PROVIDED RECORDS>
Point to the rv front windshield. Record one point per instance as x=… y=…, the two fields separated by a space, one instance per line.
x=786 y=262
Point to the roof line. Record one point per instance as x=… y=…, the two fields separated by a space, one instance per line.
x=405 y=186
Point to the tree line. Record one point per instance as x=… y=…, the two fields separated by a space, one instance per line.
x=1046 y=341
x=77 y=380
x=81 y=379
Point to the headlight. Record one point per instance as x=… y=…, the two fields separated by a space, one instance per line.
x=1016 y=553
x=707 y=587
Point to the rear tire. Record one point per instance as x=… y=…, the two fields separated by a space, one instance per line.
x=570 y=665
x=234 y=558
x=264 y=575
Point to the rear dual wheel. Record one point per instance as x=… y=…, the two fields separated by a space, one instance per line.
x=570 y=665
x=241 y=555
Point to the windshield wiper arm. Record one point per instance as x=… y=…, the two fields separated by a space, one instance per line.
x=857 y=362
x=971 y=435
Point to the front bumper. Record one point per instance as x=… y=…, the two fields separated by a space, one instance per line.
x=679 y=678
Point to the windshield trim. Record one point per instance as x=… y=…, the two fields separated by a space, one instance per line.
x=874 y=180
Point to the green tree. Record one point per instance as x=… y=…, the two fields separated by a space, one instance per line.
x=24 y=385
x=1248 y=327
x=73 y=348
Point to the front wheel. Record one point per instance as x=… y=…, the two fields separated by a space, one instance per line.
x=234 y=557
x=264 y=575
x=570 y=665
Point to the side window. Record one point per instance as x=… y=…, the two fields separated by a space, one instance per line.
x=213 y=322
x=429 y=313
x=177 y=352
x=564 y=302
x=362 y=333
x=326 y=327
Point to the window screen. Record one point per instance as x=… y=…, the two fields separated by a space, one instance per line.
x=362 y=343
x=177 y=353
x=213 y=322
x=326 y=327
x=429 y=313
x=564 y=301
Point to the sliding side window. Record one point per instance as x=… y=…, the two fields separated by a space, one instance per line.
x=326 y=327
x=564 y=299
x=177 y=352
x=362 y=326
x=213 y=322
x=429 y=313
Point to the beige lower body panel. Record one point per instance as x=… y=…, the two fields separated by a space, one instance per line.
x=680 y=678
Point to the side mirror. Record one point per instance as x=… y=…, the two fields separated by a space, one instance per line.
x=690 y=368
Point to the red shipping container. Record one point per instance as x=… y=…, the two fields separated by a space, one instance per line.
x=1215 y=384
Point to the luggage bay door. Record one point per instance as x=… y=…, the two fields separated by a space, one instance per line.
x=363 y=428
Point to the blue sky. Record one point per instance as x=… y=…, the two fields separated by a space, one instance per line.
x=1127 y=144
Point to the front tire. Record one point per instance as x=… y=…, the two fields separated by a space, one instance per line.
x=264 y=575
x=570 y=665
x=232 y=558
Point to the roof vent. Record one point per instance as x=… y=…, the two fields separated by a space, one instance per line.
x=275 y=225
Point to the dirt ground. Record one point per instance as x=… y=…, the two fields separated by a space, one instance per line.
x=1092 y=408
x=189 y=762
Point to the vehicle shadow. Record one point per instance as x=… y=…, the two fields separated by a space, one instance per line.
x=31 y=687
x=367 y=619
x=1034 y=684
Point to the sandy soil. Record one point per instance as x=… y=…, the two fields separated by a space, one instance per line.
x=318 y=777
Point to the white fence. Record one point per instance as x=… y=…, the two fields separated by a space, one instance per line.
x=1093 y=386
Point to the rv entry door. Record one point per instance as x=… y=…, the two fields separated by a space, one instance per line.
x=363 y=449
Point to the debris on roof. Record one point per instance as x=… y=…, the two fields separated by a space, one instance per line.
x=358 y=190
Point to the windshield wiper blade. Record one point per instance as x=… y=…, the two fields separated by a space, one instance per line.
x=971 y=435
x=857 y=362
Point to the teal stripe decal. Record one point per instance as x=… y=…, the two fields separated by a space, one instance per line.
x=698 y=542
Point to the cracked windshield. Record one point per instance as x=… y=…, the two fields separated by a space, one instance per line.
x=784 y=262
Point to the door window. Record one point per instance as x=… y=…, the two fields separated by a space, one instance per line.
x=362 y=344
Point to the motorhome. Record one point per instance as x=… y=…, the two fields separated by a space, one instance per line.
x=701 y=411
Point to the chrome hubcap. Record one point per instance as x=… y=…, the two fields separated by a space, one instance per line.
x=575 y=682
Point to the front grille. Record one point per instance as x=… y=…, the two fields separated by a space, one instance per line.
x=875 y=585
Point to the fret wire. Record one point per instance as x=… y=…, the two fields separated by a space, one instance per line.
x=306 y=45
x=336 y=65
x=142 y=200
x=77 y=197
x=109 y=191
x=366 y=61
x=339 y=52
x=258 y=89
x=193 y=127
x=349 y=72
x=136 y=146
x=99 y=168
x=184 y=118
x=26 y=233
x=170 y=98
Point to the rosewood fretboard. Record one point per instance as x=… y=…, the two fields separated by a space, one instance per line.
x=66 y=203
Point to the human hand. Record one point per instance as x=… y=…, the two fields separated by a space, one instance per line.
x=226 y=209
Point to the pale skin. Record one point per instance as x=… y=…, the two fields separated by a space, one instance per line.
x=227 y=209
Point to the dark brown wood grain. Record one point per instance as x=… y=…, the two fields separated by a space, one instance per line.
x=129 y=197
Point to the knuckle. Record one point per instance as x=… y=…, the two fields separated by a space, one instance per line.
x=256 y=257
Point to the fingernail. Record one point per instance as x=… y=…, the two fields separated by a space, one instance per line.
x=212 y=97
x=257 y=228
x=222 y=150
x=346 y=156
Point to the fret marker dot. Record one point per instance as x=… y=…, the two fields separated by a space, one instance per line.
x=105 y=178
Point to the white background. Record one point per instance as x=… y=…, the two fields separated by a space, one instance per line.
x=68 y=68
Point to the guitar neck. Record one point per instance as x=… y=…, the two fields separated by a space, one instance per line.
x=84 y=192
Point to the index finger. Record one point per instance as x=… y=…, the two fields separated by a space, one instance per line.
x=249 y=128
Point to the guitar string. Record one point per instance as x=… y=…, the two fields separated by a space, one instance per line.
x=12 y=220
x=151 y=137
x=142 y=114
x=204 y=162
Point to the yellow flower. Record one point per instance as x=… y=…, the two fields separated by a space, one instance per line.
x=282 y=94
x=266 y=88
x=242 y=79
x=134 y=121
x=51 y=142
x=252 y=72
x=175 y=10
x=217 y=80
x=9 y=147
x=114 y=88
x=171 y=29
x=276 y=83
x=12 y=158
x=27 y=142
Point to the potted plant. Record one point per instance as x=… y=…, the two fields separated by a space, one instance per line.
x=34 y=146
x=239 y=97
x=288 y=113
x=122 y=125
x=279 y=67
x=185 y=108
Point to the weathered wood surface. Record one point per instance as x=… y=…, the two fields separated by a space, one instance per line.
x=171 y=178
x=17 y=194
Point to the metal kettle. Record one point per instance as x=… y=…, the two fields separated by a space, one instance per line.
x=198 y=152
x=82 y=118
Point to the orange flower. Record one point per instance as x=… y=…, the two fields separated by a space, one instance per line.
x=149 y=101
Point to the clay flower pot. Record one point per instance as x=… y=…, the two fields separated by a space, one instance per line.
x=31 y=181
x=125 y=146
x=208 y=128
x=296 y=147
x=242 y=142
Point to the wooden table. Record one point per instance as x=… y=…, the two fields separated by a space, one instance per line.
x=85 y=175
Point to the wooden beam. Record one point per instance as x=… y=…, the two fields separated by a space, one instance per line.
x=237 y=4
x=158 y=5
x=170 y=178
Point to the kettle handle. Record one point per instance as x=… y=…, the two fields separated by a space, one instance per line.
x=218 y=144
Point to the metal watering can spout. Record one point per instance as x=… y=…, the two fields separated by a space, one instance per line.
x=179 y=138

WHAT YOU NEED TO DO> Faithfully transcribe the whole of the data.

RESPONSE TO THE EXERCISE>
Point to the rv front windshield. Record one point per instance as x=… y=…, the two fields separated by a space, one instance per line.
x=786 y=262
Point to the roof line. Record one point per instance as x=… y=…, the two fields separated by a space, one instance per line.
x=405 y=186
Point to the tree line. Record one point per instance as x=… y=…, the two fields separated by a space, one instance per line.
x=1046 y=341
x=77 y=380
x=81 y=379
Point to the headlight. Record one point per instance as x=… y=…, the two fields separated by a space, one instance per line.
x=1016 y=553
x=707 y=587
Point to the rear tire. Record one point per instance as x=… y=…, the two fields separated by a space, one instance per line.
x=570 y=665
x=234 y=558
x=264 y=575
Point to the rear dual wheel. Record one point per instance as x=… y=…, the two fields separated by a space, one instance per line.
x=570 y=665
x=241 y=555
Point to the windshield wiper arm. Record one point per instance as x=… y=…, the two fields separated by a space, one instance per line.
x=857 y=362
x=971 y=435
Point to the front bumper. Record one point per instance as x=… y=…, the two fields separated by a space, one instance per line.
x=679 y=678
Point to the windshield trim. Record one point per instance as x=… y=…, the two fields separated by a space, one instance per line.
x=874 y=180
Point to the green tree. Record one point per instance as x=… y=…, the two fields separated by a space, one instance per line.
x=24 y=385
x=1248 y=327
x=73 y=348
Point to the front wheel. Record one point per instance as x=… y=…, the two fields separated by a space, one instance per line.
x=234 y=557
x=264 y=575
x=570 y=665
Point to the side window. Record one point per instance as x=… y=…, the two fields separated by a space, one instance per line.
x=213 y=322
x=429 y=313
x=177 y=352
x=564 y=302
x=362 y=333
x=326 y=327
Point to the window screen. Record one point per instance as x=… y=…, the two fields separated by a space, one instance per line.
x=362 y=343
x=177 y=353
x=213 y=322
x=326 y=327
x=429 y=313
x=564 y=301
Point to the sliding side window. Record one point per instance as x=… y=…, the two fields separated by a space, one instance per line.
x=326 y=327
x=564 y=299
x=177 y=352
x=362 y=326
x=213 y=322
x=429 y=313
Point to the beige lower body panel. Record one point per instance as x=… y=…, the two fields separated by a space, one instance per line.
x=680 y=678
Point to the side mirror. Record one point per instance as x=… y=…, the two fields separated by a space, one instance per line.
x=690 y=368
Point to the red shipping container. Record one point per instance as x=… y=…, the two fields separated by a space, one instance per line.
x=1215 y=384
Point to the luggage bay door. Record one point per instance as x=… y=…, the two fields separated by a space, one instance per line.
x=363 y=428
Point to the blue sky. Record one point per instance as x=… y=…, the two fields separated by a space, one instance per line.
x=1127 y=144
Point to the front tire. Record one point per instance as x=… y=…, the two fields separated by a space, one instance per line.
x=264 y=575
x=570 y=665
x=232 y=558
Point to the roof vent. Record one point per instance as x=… y=…, the two fields separated by a space, one instance per line.
x=275 y=225
Point to the dirt ground. Record one point per instance as x=… y=…, the two fields separated by a space, one instance per line.
x=1092 y=408
x=189 y=762
Point to the vehicle shadow. Record one point per instance as x=… y=…, the two fields separated by a space, one instance per line.
x=31 y=687
x=367 y=619
x=1034 y=684
Point to the sandy soil. Record one point per instance as x=… y=…, the two fields separated by a space, one instance per line.
x=318 y=777
Point to the white fence. Record one point per instance as x=… y=…, the two fields separated by a space, one instance per line.
x=1093 y=386
Point to the rv entry door. Record one point per instance as x=… y=…, the two fields separated by a space, one instance per line.
x=363 y=449
Point to the debris on roof. Record one point per instance as x=… y=…, the two fields separated by a space, one instance per line.
x=358 y=190
Point to the windshield wiper blade. Record one point per instance as x=… y=…, the two fields separated by a space, one instance per line.
x=971 y=435
x=857 y=362
Point to the teal stripe decal. Record one point per instance as x=… y=…, the two fields separated by a space, one instance per line.
x=698 y=542
Point to the cracked windshield. Record one point per instance as x=… y=…, the two fields separated by a space, one instance per line.
x=784 y=262
Point to the door window. Record one point per instance as x=… y=…, the two fields separated by a space, one instance per line.
x=362 y=344
Point to the motorhome. Record one point per instance as x=… y=…, the two fields separated by a space, one instance per line.
x=701 y=411
Point to the chrome hubcap. Record one point per instance as x=… y=…, the two fields separated by a space, one instance per line.
x=575 y=682
Point to the front grille. Record one point per instance as x=… y=…, the two fields separated by a space, one instance per line.
x=875 y=585
Point to the fret wire. Record one point per instance as x=… y=…, the two fields separated by a space, one instance per line.
x=306 y=45
x=336 y=65
x=142 y=200
x=77 y=197
x=109 y=191
x=366 y=61
x=339 y=52
x=258 y=89
x=193 y=127
x=349 y=72
x=136 y=146
x=99 y=168
x=184 y=118
x=26 y=233
x=170 y=98
Point to the rosewood fretboard. Record one point per instance as x=… y=…, the two fields separated by a space, one instance per line.
x=66 y=203
Point to the human hand. Record one point per instance as x=… y=…, the two fields separated by a space, one instance per line.
x=226 y=209
Point to the pale skin. Record one point per instance as x=… y=…, the two fields separated by a space, one instance per line.
x=227 y=209
Point to the dark brown wood grain. Record one point per instance as x=… y=…, the two fields separated by a space, one instance per line.
x=129 y=197
Point to the knuckle. Record one point per instance as x=… y=…, the two fields separated by a space, one instance per line.
x=256 y=257
Point to the fingernail. Record one point per instance as x=… y=…, the two fields separated by a space, one instance per line.
x=212 y=97
x=257 y=228
x=222 y=150
x=346 y=156
Point to the fret marker dot. Record one point per instance as x=… y=…, the two fields separated by a space, one instance per line.
x=105 y=178
Point to the white background. Record one point per instance as x=… y=…, the two fields separated by a space, one instance per line.
x=68 y=68
Point to the guitar neck. Record one point per instance as x=… y=…, the two fields separated by a space, one instance per line.
x=84 y=192
Point to the index finger. Record one point per instance as x=… y=…, the two fields separated by a space, one instance per line.
x=249 y=128
Point to the guitar string. Record one point per instance as x=… y=…, the two fields separated by a space, one instance per line.
x=12 y=220
x=151 y=137
x=142 y=114
x=204 y=162
Point to the yellow flower. Record one point per instance as x=… y=…, the two fields separated by a space, one instance per line.
x=282 y=94
x=266 y=88
x=242 y=79
x=134 y=121
x=51 y=142
x=252 y=72
x=175 y=10
x=217 y=80
x=9 y=147
x=114 y=88
x=171 y=29
x=276 y=83
x=12 y=158
x=27 y=142
Point to the potted plant. Record one point per instance as x=… y=…, the two fields separated by a space, one instance per line.
x=34 y=146
x=239 y=97
x=288 y=113
x=122 y=125
x=279 y=67
x=185 y=108
Point to the weathered wood surface. Record one point per instance as x=… y=…, the two fields separated by a space, one instance per line.
x=171 y=178
x=17 y=194
Point to the metal kettle. Record one point per instance as x=… y=…, the two fields separated by a space, one instance per line.
x=198 y=152
x=82 y=118
Point to the orange flower. Record one point per instance as x=… y=…, the two fields separated by a space, one instance per line.
x=149 y=101
Point to the clay flower pot. Record one point per instance as x=… y=…, the two fields separated by a space, one instance per line.
x=31 y=181
x=125 y=146
x=208 y=128
x=296 y=147
x=242 y=142
Point to the wooden table. Record one point per instance as x=… y=…, the two fields separated by a space, one instance per line.
x=85 y=175
Point to the wooden beam. Record one point per instance as x=… y=…, the two fields separated by a space, one instance per line.
x=237 y=4
x=158 y=5
x=170 y=178
Point to the kettle handle. Record one point per instance as x=… y=…, the two fields separated by a space, one instance per line.
x=218 y=144
Point to the metal watering can spout. Record one point per instance as x=… y=…, the two fields separated by a space, one instance per line.
x=179 y=138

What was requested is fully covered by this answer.